--- Provided data Enclosed Below ---
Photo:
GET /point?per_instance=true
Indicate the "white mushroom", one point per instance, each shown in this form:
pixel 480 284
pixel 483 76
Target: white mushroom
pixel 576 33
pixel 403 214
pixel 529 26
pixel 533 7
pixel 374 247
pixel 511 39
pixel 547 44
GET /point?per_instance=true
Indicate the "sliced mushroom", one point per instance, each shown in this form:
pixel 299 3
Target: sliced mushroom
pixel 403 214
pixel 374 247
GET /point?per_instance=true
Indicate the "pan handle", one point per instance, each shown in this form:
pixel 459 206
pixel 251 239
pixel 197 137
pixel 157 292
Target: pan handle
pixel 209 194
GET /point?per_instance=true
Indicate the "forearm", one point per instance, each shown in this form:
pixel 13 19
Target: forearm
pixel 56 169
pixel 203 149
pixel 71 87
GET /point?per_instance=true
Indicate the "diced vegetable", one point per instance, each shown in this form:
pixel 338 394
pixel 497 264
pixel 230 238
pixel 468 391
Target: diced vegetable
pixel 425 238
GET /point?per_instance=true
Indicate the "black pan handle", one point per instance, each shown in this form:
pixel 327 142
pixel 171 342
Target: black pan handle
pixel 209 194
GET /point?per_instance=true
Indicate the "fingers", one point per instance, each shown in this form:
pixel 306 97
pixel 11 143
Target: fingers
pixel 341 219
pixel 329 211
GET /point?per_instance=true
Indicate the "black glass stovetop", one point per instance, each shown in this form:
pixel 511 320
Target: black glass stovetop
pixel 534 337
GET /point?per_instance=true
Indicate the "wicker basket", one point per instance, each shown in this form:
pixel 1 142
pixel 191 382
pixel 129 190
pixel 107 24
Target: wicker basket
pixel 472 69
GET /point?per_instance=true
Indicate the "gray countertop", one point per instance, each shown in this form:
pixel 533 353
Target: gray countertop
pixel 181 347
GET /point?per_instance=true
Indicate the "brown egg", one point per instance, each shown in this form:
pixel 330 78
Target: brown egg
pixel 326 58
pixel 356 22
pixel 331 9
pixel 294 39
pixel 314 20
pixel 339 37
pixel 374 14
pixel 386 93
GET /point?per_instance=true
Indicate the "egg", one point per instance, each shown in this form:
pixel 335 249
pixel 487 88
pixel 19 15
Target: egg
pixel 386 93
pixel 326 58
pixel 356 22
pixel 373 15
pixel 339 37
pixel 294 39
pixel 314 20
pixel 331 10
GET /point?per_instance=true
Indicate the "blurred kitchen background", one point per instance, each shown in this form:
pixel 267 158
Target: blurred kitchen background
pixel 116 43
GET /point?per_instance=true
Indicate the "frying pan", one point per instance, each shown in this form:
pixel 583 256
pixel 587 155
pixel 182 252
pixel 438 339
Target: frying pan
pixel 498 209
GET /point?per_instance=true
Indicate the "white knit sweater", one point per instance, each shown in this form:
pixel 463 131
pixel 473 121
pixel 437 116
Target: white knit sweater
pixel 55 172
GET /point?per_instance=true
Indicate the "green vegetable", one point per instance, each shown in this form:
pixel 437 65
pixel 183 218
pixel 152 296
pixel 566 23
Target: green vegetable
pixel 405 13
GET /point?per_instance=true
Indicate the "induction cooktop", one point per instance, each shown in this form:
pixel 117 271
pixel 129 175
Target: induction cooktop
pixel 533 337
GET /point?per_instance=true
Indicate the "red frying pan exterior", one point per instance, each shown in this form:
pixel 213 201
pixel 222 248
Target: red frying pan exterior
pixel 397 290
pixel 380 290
--- End of Enclosed Provided data ---
Copy every line of the records above, starting with the first, up to and including the line containing "pixel 468 391".

Photo:
GET /point?per_instance=true
Indicate the "white mushroom", one point per instance, each shown in this form:
pixel 480 284
pixel 483 76
Target: white mushroom
pixel 576 33
pixel 403 214
pixel 529 26
pixel 533 7
pixel 374 247
pixel 511 39
pixel 547 44
GET /point?per_instance=true
Indicate the "sliced mushroom", one point per instance, each shown in this form:
pixel 299 3
Target: sliced mushroom
pixel 403 214
pixel 374 247
GET /point?per_instance=true
Indicate the "pan handle", one point per instance, each shown in this form:
pixel 459 206
pixel 251 239
pixel 197 137
pixel 157 292
Target: pan handle
pixel 209 194
GET /point?per_instance=true
Indicate the "forearm", one point per instance, each shown in this form:
pixel 13 19
Target: forearm
pixel 56 169
pixel 203 149
pixel 71 87
GET /point?per_instance=true
Indicate the "diced vegetable", one point per instance, each shown in this form:
pixel 338 394
pixel 497 264
pixel 230 238
pixel 468 391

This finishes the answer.